Reproduce the part of the patch that opens with the words containing "Authored-by: Huaxin Gao" and closes with "insertions(+), 4 deletions(-)", character for character.

*PASSAGE GIVEN*
☆ ☆ ☆ ☆ ☆
Amend Spark's Semantic Versioning Policy
### Does this PR introduce any user-facing change?
Yes
The removed R APIs are put back.
### How was this patch tested?
Add back the removed tests
Closes #28058 from huaxingao/r.
Authored-by: Huaxin Gao <hu...@us.ibm.com>
Signed-off-by: HyukjinKwon <gu...@apache.org>
---
R/pkg/NAMESPACE | 7 +++
R/pkg/R/DataFrame.R | 26 ++++++++++
R/pkg/R/catalog.R | 54 +++++++++++++++++++
R/pkg/R/generics.R | 3 ++
R/pkg/R/sparkR.R | 98 +++++++++++++++++++++++++++++++++++
R/pkg/tests/fulltests/test_sparkSQL.R | 13 ++++-
docs/sparkr-migration-guide.md | 3 +-
7 files changed, 200 insertions(+), 4 deletions(-)
diff --git a/R/pkg/NAMESPACE b/R/pkg/NAMESPACE
index 56eceb8..fb879e4 100644
--- a/R/pkg/NAMESPACE
+++ b/R/pkg/NAMESPACE
@@ -28,6 +28,7 @@ importFrom("utils", "download.file", "object.size", "packageVersion", "tail", "u
# S3 methods exported
export("sparkR.session")
+export("sparkR.init")
export("sparkR.session.stop")
export("sparkR.stop")
export("sparkR.conf")
@@ -41,6 +42,9 @@ export("sparkR.callJStatic")
export("install.spark")
+export("sparkRSQL.init",
+ "sparkRHive.init")
+
# MLlib integration
exportMethods("glm",
"spark.glm",
@@ -148,6 +152,7 @@ exportMethods("arrange",
"printSchema",
"randomSplit",
"rbind",
+ "registerTempTable",
"rename",
"repartition",
"repartitionByRange",
@@ -431,8 +436,10 @@ export("as.DataFrame",
"cacheTable",
"clearCache",
"createDataFrame",
+ "createExternalTable",
"createTable",
"currentDatabase",
+ "dropTempTable",
"dropTempView",
"listColumns",
"listDatabases",
diff --git a/R/pkg/R/DataFrame.R b/R/pkg/R/DataFrame.R
index 593d3ca..14d2076 100644
--- a/R/pkg/R/DataFrame.R
+++ b/R/pkg/R/DataFrame.R
@@ -521,6 +521,32 @@ setMethod("createOrReplaceTempView",
invisible(callJMethod(x@sdf, "createOrReplaceTempView", viewName))
☆ ☆ ☆ ☆ ☆
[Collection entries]
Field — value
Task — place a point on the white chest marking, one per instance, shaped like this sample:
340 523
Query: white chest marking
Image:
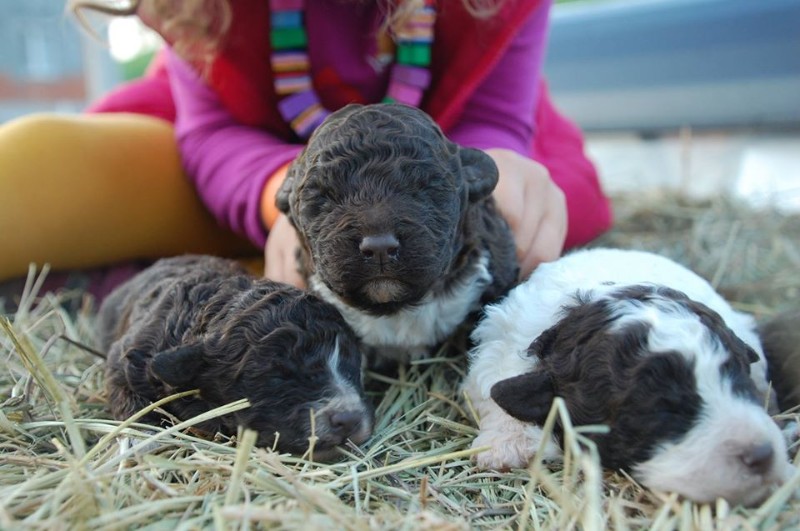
421 326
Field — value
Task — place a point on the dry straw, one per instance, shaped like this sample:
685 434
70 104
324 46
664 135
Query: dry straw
65 464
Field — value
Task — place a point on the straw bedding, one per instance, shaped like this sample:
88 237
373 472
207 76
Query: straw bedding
65 464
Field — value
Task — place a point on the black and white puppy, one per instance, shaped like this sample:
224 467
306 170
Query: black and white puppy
397 226
198 322
645 346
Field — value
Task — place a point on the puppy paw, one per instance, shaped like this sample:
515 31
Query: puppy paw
791 434
505 451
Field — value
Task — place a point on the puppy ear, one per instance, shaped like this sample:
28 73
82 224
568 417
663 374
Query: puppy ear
284 194
542 346
178 367
527 397
479 171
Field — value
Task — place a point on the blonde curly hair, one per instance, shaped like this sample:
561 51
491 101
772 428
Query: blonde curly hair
197 28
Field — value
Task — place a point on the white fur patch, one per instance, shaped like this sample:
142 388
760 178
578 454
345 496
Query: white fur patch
415 329
345 397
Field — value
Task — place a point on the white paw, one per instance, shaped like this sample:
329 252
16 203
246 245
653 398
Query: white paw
506 450
791 434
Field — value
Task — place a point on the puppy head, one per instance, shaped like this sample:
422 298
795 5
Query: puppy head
293 357
379 197
671 381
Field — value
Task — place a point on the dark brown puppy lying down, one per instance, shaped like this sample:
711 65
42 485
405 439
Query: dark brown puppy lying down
197 322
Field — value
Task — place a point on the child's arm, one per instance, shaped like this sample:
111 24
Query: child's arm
229 163
510 115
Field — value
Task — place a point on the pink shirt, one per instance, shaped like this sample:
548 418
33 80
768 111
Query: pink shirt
229 163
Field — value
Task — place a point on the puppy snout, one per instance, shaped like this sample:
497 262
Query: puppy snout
345 423
380 248
759 458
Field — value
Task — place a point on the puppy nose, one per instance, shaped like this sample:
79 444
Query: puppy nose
345 423
758 457
381 247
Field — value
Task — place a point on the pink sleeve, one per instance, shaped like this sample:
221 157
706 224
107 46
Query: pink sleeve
229 163
511 109
499 114
148 95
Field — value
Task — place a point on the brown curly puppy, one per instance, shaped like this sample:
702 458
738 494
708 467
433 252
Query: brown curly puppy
397 226
198 322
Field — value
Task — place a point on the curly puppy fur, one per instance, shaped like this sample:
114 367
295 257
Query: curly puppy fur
780 336
397 226
641 344
197 322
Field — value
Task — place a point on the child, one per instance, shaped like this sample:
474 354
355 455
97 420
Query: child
242 84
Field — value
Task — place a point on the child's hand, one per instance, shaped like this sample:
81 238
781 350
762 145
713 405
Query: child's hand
533 206
280 253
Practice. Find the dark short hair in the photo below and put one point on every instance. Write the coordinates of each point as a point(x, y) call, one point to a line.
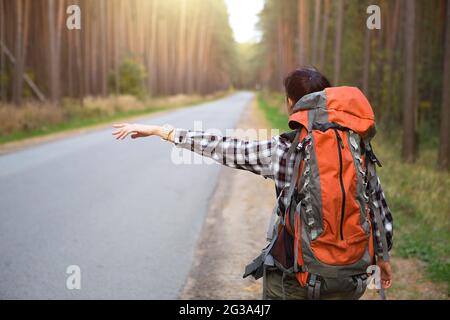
☆ ☆ ☆ ☆ ☆
*TASK ANSWER*
Authored-by: Huaxin Gao <hu...@us.ibm.com>
Signed-off-by: HyukjinKwon <gu...@apache.org>
---
R/pkg/NAMESPACE | 7 +++
R/pkg/R/DataFrame.R | 26 ++++++++++
R/pkg/R/catalog.R | 54 +++++++++++++++++++
R/pkg/R/generics.R | 3 ++
R/pkg/R/sparkR.R | 98 +++++++++++++++++++++++++++++++++++
R/pkg/tests/fulltests/test_sparkSQL.R | 13 ++++-
docs/sparkr-migration-guide.md | 3 +-
7 files changed, 200 insertions(+), 4 deletions(-)